- [TASK] Begin at the line containing "Where can you spot the adidas" and reproduce every line through the end of the entries below. Nothing else should appear.

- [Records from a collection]
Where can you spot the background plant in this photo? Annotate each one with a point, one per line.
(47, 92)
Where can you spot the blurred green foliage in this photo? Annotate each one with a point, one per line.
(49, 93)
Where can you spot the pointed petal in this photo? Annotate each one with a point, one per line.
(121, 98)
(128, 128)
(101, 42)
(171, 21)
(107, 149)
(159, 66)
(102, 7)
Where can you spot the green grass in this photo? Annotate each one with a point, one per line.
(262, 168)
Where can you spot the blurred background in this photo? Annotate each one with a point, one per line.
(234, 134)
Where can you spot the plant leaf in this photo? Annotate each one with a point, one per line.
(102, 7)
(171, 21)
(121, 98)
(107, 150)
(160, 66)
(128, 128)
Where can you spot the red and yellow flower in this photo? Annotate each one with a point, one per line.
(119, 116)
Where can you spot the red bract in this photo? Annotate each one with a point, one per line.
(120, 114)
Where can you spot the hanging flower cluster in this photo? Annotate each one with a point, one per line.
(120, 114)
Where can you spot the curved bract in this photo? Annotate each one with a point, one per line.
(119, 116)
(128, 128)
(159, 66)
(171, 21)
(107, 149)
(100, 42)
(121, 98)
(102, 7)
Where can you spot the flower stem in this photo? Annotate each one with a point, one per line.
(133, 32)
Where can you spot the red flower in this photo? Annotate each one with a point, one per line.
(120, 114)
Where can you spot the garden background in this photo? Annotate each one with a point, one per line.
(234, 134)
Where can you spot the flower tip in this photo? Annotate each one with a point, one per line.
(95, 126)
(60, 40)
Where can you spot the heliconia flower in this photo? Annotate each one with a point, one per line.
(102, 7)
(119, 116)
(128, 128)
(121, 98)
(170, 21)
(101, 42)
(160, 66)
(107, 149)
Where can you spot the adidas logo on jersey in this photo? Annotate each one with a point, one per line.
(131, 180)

- [EXERCISE ANSWER]
Where can you spot the adidas logo on jersey in this photo? Annotate each one with a point, one per line.
(131, 180)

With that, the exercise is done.